**What is expected**
Recast the whole listing below as a numbered list, one entry per line, with blank lines dropped and the pictures left out.

**Available data**
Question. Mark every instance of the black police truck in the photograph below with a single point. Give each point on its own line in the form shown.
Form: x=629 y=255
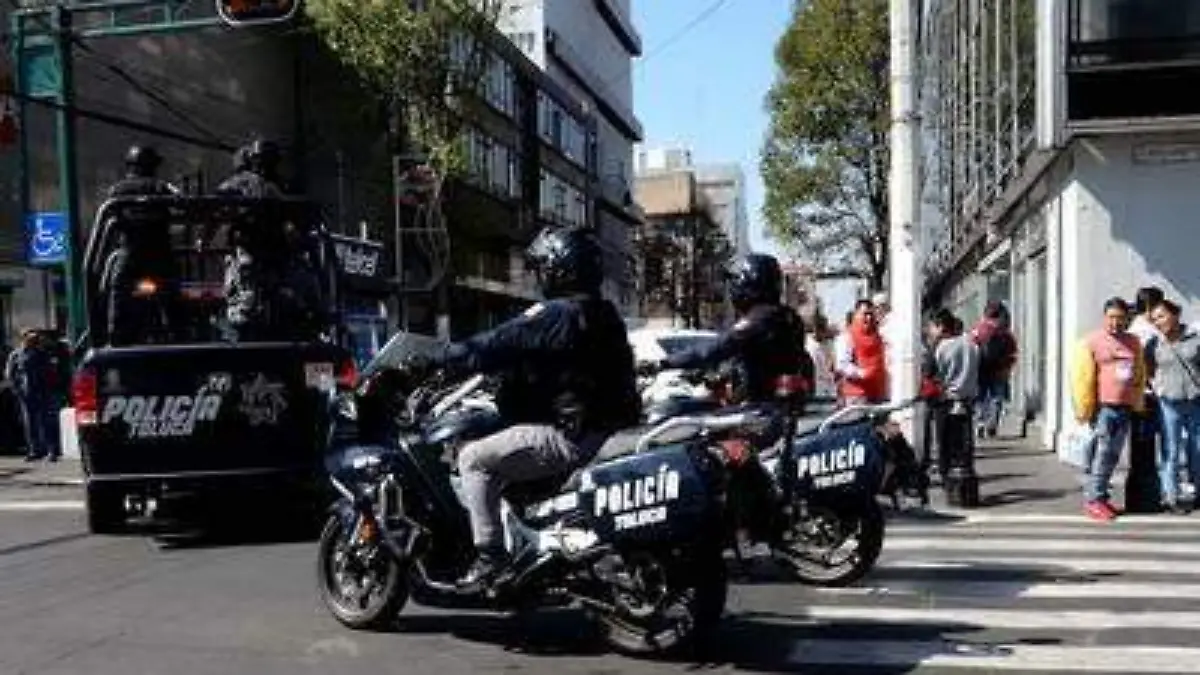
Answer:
x=210 y=358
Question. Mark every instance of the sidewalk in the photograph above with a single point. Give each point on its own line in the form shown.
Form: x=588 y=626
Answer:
x=1019 y=475
x=63 y=473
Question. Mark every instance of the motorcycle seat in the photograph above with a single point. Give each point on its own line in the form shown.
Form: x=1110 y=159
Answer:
x=533 y=491
x=807 y=428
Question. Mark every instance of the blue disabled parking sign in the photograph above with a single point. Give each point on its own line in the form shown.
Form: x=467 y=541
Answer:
x=46 y=237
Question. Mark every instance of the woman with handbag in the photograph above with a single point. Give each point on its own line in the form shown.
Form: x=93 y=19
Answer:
x=1174 y=362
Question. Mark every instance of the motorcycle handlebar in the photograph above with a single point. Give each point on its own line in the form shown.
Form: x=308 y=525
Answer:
x=865 y=408
x=707 y=423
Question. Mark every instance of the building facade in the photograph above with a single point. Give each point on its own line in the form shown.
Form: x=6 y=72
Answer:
x=197 y=94
x=1060 y=161
x=723 y=184
x=682 y=252
x=587 y=47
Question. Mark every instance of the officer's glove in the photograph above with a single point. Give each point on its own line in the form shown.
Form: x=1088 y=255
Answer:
x=649 y=369
x=417 y=369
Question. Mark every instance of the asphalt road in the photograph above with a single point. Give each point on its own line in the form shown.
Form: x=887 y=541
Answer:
x=1001 y=591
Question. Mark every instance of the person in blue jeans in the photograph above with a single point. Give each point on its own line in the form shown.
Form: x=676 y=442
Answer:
x=1108 y=387
x=27 y=370
x=1173 y=358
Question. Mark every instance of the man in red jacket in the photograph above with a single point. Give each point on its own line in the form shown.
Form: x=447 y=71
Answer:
x=862 y=360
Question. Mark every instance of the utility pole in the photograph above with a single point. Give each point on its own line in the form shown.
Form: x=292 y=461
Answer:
x=69 y=175
x=905 y=209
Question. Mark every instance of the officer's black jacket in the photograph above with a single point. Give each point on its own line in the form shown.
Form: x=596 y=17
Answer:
x=763 y=345
x=135 y=185
x=250 y=184
x=564 y=362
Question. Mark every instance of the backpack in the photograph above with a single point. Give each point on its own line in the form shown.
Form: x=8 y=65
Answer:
x=994 y=352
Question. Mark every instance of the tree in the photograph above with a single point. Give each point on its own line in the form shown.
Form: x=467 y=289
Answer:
x=419 y=58
x=825 y=163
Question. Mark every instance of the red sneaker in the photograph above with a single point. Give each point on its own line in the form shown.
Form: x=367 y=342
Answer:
x=1099 y=511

**Solution below**
1. Question. Mark every instance of the black police truck in the photograph below with a single point. Give each point on its own line in the form shown.
2. Form: x=629 y=255
3. Answer:
4. x=210 y=358
5. Question. Mark every instance of the sidewalk in the photograph above with a single point. Give each point on its own line in the form shown.
6. Form: x=588 y=626
7. Answer:
8. x=1019 y=475
9. x=63 y=473
10. Question. Mark every instance of the motorcycle seat in the photograph above with a single point. Give each point on its own line in the form shown.
11. Form: x=1110 y=159
12. Answer:
13. x=533 y=491
14. x=807 y=428
15. Question. Mark every instance of the blue disabled parking sign in the photograph above with a single point. Give each point on its own line in the form shown.
16. Form: x=467 y=541
17. Answer:
18. x=46 y=237
19. Question. Mark every instance of the woman with handbag in the photograph above with a single point. Give each point on its own line in the form shown.
20. Form: x=93 y=19
21. Answer:
22. x=1174 y=362
23. Question. Mark every instance of the motorcycle handlebar in the photograph above with a single point. Give each point on its own line in the form shown.
24. Form: x=308 y=525
25. Answer:
26. x=865 y=408
27. x=707 y=423
28. Question. Mark every instance of the building facade in the photograph above with a single point. Give each point on its own line in the form shown.
29. Form: x=6 y=72
30. Answer:
31. x=197 y=94
32. x=1060 y=161
33. x=723 y=184
34. x=682 y=252
35. x=587 y=47
36. Question. Mark every instance of the officer's glove in the photograph above with a single point. Give each point on its own line in the form shown.
37. Form: x=1088 y=255
38. Answer:
39. x=649 y=369
40. x=417 y=369
41. Question. Mark every instance of the asphalt road in the photograph above with a single point. Give each point on its own line in the form shown.
42. Form: x=887 y=541
43. Answer:
44. x=1001 y=591
45. Question. Mark every instance of the person in blue jeans in the photograph above with a single point. Give each point on its own line in the form shown.
46. Form: x=676 y=442
47. Answer:
48. x=1108 y=387
49. x=27 y=370
50. x=1173 y=358
51. Question. Mark every instance of the man in red jacket in the photograph above with a single point. Give each point on its own line in the form shown.
52. Form: x=447 y=71
53. Answer:
54. x=862 y=360
55. Question. Mark every instance of the utility pole in the photograph above with a single point. Give each point on its own line in the form shown.
56. Form: x=292 y=461
57. Answer:
58. x=69 y=175
59. x=905 y=209
60. Question. Mark every instance of the officer's black jacket in the photograph above with a single point. Give each point on its own line in the form shown.
61. Form: x=596 y=17
62. Answer:
63. x=763 y=345
64. x=135 y=185
65. x=250 y=184
66. x=564 y=362
67. Question. Mark every instance of the backpack in the photograph above with a single point. Give each point on its own line in the form shown.
68. Form: x=8 y=65
69. Answer:
70. x=994 y=352
71. Question. Mark every instance of the tree in the photograph above with a single point. Give each point on its own line in the form shown.
72. Form: x=467 y=289
73. Answer:
74. x=419 y=58
75. x=825 y=163
76. Question. Mark every instance of the red sneaker in the photograph above with a single point. Give each point on its own line in the form shown.
77. Form: x=367 y=342
78. Answer:
79. x=1099 y=511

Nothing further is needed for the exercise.